* [PROBLEM DESCRIPTION]: Reproduce the part of the forum thread below on making financial lessons for YouTube between "This would stretch" and "up a failure.", inclusive.

* [GIVEN PASSAGE]:
# Financial Teachings through YouTube & Blog



## KaeJS (Sep 28, 2010)

Over the past while I have been constructing a blog. I have not been 100% committed and I have not been updating as much as I should. To this date, there is only one person that has seen the blog (that has not stumbled upon it randomly).

Recently, I got invited by YouTube to earn money on my videos by placing ads on them. I only have two videos uploaded and they are both in regards to cars. My second video which was uploaded on August 19, 2011 has 233 views (currently) and I am quite impressed by that. I know some people on YouTube upload a video and get thousands upon thousands, but I am more than happy to receive 233 views. 

This got me thinking -- Is there room on YouTube for a series of on-going Financial Learning videos?

I could start with the fundamentals and as I make more videos I can increase complexity and depth. Essentially, I would be making an online learning environment for people with limited financial knowledge, or those who are looking for more information.

I would start with something along the lines of "Saving Money", "Debt", "Interest", "Compound Interest", etc. and work into things such as "P/E Ratios", "Technical Analysis", "Dividends", "Options", "ETF's".

The idea here would be that by creating a series of videos, someone watching video 1 will more than likely end up watching video 2,3,4,5...etc if they like what they see/hear and I can present information in an entertaining, yet professional manner.

This would stretch views across multiple videos which would increase my chances of making money on YouTube and I would gain popularity and subscribers by having a series of Financial Videos.

Not only would I get views and subscribers, but I could also bring traffic (and hopefully a fanbase) to my website/blog... 

Good Idea? Bad Idea?
Waste of Time?
Nothing to Lose?

I have mixed feeling about all this. I try to look at it as a business with no risk or capital to lay down. The only risk is wasted time (and your self esteem, which I don't think is a problem for me ) should you end up a failure.

Obviously there are other YouTube videos about financial matters, but there is a video about everything. It doesn't stop people from watching.

Who knows... maybe I could even pick up a couple subscribers from CMF


----------



## DanFo (Apr 9, 2011)

As I am sure you can get viewers ...I am not sure how many or how much in sidebar advertising you would make... But it wouldn't hurt too much too try and if at the very least you would probably help a bunch of people with decent financial advice.


----------



## ddkay (Nov 20, 2010)

Salman Khan has a great YouTube educational series and is pretty elaborate on finance, he quit his job as a hedge fund analyst in 2009 to focus on teaching

http://www.khanacademy.org/#finance
http://en.wikipedia.org/wiki/Salman_Khan_(educator)


----------



## ddkay (Nov 20, 2010)

Ever since I started a blogspot, Google has been sending me those $100 worth of advertising for free cards every 6 months. I've never used one and I've only made a few dollars from the in-line text ads lol. Running blogs is pretty time intensive, I wouldn't do it if it weren't for fun. I would sub to your channel if you made something for CMFer's.


----------



## donald (Apr 18, 2011)

Go for it!I think its a good idea,you never know where it can lead if you dont try,i follow a entreprenuer site similar to what your describing in format(evan charmicheal)

I think you got a perfect "internet personality" for something like this,id bet you would do well.


----------



## Dmoney (Apr 28, 2011)

What kind of money can you get from YouTube? How is it structured? $X per X views?


----------



## Four Pillars (Apr 5, 2009)

There is only one way to find out - give it a try.

My opinion (and that's all it is) is that finance doesn't translate all that well to video.

* [RECORDED INFORMATION]:
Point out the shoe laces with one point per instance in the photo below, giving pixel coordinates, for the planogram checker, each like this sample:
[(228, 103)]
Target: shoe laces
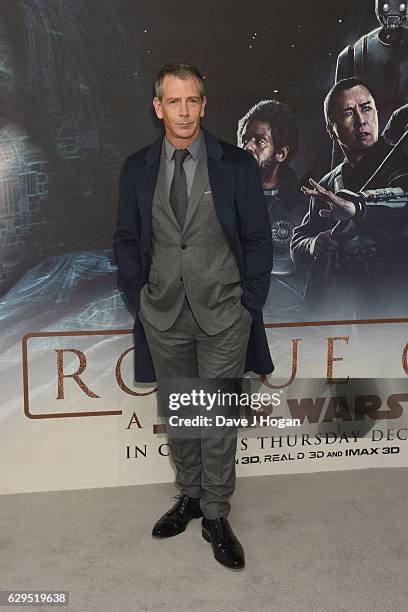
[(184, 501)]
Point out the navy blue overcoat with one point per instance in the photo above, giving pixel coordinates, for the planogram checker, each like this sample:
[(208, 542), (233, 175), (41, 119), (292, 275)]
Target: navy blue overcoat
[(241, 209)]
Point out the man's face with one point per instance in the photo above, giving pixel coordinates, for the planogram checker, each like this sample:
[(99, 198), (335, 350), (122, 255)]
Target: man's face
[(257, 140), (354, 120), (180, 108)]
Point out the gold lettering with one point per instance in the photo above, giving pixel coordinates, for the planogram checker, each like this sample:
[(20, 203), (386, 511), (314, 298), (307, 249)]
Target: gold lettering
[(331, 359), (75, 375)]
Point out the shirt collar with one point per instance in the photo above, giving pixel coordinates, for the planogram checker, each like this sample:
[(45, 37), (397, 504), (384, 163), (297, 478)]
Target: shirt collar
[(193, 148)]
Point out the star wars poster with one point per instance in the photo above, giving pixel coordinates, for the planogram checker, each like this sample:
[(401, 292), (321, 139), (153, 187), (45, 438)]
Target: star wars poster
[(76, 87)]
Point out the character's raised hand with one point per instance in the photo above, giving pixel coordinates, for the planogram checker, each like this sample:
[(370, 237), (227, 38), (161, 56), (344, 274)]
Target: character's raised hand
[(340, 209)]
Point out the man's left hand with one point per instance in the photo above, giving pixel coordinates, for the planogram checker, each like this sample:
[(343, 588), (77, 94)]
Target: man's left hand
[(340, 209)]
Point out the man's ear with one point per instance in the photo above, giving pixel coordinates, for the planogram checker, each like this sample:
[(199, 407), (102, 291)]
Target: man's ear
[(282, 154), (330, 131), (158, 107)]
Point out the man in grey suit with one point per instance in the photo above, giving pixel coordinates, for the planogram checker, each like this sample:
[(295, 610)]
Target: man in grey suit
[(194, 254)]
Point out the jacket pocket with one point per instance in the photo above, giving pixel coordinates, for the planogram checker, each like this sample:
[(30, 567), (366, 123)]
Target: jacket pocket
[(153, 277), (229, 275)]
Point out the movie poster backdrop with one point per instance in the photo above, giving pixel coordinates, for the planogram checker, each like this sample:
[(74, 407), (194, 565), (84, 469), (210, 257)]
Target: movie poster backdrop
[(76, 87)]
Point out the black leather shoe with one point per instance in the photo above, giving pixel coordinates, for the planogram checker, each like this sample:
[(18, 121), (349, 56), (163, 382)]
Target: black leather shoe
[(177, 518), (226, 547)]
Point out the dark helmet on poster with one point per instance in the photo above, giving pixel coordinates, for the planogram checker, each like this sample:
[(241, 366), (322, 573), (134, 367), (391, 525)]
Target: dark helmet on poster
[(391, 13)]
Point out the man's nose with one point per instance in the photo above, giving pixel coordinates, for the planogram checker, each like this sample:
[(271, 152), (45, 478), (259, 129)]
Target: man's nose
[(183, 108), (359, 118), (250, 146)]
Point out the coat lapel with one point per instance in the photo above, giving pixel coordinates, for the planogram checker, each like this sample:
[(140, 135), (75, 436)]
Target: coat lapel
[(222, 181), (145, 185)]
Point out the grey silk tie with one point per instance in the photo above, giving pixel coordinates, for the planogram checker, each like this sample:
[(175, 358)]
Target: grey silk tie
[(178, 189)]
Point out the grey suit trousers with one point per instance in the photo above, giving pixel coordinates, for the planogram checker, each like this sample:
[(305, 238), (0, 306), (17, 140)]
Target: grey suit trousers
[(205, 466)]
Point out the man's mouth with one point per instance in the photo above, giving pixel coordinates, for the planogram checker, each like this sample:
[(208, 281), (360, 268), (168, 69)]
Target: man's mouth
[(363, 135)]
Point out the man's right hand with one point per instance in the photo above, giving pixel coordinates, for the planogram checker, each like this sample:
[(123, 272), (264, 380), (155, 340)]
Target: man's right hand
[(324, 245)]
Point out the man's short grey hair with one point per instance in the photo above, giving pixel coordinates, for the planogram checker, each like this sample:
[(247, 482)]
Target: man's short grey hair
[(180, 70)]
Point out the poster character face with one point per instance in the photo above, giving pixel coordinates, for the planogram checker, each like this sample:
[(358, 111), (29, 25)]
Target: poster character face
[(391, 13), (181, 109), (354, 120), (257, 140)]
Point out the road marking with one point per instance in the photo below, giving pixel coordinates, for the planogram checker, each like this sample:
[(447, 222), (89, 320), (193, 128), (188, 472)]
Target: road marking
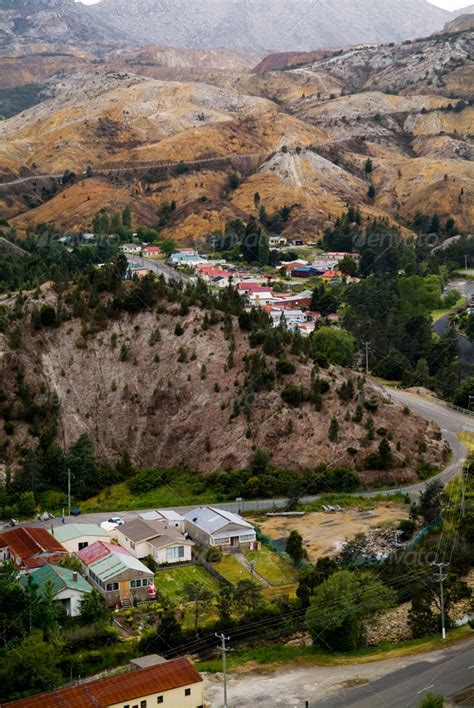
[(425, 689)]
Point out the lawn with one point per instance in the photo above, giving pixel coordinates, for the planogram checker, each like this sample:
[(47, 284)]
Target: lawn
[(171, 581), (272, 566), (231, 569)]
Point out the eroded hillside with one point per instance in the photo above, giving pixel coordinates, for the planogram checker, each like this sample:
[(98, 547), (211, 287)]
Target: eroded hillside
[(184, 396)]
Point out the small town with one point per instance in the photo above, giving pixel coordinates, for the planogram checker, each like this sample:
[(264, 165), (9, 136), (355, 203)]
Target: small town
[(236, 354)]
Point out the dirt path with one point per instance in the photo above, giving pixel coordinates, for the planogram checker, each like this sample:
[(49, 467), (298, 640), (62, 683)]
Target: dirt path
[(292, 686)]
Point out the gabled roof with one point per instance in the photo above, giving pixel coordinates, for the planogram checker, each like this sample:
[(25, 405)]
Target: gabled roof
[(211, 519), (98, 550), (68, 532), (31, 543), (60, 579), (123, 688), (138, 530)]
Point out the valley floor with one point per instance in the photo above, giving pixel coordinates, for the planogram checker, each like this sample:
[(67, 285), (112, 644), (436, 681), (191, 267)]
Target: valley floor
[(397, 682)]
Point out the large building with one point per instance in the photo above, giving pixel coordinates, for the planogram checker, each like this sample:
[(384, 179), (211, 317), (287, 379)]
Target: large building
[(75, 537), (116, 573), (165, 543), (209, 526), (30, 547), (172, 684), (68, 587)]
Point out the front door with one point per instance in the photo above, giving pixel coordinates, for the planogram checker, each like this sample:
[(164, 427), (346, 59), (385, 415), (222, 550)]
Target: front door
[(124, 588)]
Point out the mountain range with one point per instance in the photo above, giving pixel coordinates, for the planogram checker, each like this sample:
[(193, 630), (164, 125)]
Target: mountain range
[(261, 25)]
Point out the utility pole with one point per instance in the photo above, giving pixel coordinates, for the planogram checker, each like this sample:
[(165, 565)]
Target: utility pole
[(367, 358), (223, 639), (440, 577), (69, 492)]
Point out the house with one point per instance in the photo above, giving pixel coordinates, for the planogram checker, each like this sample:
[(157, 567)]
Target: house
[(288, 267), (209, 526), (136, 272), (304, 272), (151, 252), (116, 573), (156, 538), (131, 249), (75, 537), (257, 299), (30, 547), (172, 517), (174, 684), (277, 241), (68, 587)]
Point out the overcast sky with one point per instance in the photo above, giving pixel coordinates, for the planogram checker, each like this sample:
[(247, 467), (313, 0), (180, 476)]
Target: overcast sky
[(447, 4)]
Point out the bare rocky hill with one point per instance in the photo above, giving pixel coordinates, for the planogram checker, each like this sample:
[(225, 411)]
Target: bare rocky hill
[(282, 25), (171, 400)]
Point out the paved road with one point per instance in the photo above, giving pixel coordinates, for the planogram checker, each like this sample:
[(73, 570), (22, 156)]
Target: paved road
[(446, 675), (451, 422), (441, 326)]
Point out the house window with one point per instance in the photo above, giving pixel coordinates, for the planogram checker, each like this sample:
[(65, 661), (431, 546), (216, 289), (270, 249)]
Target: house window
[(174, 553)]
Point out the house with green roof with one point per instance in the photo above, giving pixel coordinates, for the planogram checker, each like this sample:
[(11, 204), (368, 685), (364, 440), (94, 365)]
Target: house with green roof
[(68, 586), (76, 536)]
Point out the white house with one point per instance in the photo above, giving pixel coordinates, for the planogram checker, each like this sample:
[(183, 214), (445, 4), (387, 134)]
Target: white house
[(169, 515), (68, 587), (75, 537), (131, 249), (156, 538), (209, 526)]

* [SOLUTION]:
This would stretch views across multiple videos which would increase my chances of making money on YouTube and I would gain popularity and subscribers by having a series of Financial Videos.

Not only would I get views and subscribers, but I could also bring traffic (and hopefully a fanbase) to my website/blog... 

Good Idea? Bad Idea?
Waste of Time?
Nothing to Lose?

I have mixed feeling about all this. I try to look at it as a business with no risk or capital to lay down. The only risk is wasted time (and your self esteem, which I don't think is a problem for me ) should you end up a failure.